◆ TASK BRIEF
Rewrite the entries from the line containing "town — mark it" through the last entry, swapping every "building" for "house" and leaving everything else unchanged. Return only those lines.
::: DATA LINES
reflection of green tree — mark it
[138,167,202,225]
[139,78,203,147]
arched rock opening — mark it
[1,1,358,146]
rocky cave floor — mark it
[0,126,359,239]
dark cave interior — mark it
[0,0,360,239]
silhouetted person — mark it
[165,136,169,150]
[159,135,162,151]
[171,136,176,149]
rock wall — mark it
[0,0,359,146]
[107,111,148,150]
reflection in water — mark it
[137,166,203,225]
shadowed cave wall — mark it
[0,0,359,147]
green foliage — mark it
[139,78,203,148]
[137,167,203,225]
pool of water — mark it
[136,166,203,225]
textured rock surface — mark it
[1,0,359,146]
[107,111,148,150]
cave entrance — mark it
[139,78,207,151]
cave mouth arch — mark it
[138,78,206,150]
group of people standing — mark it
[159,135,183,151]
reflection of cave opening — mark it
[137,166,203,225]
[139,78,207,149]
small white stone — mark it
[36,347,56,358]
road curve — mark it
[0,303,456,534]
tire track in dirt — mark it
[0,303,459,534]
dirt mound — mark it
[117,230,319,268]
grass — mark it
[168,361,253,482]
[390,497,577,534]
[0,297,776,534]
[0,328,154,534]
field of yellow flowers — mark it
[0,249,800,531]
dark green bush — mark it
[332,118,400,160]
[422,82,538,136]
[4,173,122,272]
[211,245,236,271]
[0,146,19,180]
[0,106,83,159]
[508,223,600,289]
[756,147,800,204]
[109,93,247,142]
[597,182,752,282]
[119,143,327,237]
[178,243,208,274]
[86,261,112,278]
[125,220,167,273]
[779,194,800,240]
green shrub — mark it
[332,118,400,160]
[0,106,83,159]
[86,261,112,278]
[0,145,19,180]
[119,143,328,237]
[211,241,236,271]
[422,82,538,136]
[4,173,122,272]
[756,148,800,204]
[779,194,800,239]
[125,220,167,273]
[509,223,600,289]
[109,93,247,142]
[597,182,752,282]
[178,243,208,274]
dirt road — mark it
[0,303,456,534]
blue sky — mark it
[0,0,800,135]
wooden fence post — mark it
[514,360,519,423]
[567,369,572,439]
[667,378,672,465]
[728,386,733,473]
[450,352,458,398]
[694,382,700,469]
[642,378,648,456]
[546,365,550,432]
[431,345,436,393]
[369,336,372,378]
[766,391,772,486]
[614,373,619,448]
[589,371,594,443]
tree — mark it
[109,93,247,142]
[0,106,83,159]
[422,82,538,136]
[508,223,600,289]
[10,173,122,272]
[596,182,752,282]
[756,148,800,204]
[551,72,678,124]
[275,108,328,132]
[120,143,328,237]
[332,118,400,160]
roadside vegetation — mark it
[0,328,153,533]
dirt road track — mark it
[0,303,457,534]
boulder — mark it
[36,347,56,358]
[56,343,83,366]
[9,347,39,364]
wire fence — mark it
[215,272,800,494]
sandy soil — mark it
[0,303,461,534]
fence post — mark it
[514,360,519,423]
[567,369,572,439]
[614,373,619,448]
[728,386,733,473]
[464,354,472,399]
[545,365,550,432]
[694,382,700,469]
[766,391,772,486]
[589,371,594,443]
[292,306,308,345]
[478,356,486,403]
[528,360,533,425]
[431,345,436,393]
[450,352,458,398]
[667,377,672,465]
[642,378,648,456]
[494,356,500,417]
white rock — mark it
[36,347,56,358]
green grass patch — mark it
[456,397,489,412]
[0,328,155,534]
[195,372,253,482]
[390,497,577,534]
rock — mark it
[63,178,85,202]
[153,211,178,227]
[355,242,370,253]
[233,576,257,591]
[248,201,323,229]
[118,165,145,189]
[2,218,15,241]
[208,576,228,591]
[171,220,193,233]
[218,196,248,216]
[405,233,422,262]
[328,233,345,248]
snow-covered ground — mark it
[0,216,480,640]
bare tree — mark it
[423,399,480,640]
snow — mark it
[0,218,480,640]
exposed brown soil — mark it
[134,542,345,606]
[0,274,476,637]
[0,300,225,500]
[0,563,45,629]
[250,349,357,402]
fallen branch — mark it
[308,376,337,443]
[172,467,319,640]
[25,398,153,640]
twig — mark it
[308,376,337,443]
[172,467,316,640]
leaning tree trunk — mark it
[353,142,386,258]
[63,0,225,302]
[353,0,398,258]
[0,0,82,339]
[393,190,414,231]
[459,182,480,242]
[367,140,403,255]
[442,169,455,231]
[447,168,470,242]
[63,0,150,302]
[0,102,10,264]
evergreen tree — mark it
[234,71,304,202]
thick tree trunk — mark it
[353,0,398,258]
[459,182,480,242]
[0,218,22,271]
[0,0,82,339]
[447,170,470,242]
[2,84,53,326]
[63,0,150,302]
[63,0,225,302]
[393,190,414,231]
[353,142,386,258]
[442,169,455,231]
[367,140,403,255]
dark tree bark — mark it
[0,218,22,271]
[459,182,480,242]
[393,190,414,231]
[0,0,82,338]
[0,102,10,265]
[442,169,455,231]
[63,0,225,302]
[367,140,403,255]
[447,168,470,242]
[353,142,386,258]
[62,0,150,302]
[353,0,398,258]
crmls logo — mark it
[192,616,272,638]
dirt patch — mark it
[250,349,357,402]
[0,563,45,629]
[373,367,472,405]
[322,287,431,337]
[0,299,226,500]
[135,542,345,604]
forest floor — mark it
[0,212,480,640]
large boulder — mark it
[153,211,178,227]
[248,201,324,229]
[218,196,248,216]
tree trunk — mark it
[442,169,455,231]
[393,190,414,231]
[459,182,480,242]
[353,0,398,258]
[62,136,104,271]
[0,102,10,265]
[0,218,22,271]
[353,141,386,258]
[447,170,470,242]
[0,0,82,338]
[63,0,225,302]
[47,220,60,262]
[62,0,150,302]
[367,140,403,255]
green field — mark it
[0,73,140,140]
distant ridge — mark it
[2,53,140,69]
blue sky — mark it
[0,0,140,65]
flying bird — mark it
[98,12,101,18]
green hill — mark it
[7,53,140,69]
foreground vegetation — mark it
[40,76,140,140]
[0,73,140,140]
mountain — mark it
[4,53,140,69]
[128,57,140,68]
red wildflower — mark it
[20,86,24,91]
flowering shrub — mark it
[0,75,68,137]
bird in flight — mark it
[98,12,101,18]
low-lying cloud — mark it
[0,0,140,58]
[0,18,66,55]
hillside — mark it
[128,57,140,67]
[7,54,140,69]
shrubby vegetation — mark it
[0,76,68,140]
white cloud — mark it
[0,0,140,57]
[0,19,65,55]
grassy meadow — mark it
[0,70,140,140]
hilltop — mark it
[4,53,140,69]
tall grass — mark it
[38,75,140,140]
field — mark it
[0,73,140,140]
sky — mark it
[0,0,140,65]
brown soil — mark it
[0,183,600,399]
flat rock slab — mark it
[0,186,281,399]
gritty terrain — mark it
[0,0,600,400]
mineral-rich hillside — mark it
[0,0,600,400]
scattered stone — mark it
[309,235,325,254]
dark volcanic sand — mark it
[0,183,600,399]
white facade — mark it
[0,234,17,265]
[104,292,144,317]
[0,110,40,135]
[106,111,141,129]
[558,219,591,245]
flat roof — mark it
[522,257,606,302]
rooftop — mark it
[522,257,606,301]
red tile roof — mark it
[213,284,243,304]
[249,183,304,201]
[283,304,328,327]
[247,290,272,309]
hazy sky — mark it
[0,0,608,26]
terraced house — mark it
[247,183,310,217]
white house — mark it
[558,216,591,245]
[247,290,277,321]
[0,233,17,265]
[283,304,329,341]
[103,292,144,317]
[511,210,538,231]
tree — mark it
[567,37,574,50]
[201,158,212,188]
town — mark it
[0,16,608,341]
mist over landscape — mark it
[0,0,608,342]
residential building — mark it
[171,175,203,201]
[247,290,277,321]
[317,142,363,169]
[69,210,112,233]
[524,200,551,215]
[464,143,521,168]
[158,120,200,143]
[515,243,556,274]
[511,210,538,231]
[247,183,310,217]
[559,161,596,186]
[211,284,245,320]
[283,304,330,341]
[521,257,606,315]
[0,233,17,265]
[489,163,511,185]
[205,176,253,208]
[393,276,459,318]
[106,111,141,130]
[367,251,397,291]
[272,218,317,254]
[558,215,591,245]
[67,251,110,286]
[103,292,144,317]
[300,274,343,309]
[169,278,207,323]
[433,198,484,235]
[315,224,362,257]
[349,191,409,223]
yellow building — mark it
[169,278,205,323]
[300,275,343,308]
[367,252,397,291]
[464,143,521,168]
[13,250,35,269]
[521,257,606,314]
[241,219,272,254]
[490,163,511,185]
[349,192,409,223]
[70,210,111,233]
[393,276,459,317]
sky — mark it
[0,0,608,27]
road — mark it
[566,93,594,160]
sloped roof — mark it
::::::
◆ RESPONSE TO THIS EXERCISE
town — mark it
[0,16,608,341]
mist over landscape — mark it
[0,0,608,342]
residential house — mark it
[171,175,203,201]
[247,290,277,321]
[317,142,363,169]
[69,210,112,233]
[524,200,551,215]
[464,143,521,168]
[158,120,200,143]
[515,243,556,274]
[511,210,538,231]
[247,183,310,217]
[559,161,596,186]
[211,284,245,320]
[283,304,330,341]
[521,257,606,315]
[0,233,17,265]
[489,163,511,185]
[205,176,253,208]
[393,276,459,318]
[106,111,141,130]
[367,251,397,291]
[272,218,317,254]
[558,215,591,245]
[67,251,110,286]
[103,292,144,317]
[300,274,343,309]
[169,278,207,323]
[433,198,484,235]
[315,224,362,257]
[349,191,409,223]
yellow house — mark it
[169,278,205,323]
[300,275,343,308]
[367,252,397,291]
[464,143,521,168]
[13,250,35,269]
[521,257,606,314]
[241,219,272,254]
[490,163,511,185]
[349,192,409,223]
[70,210,111,233]
[393,276,459,317]
sky — mark it
[0,0,608,27]
road — mark it
[566,93,594,160]
sloped roof — mark it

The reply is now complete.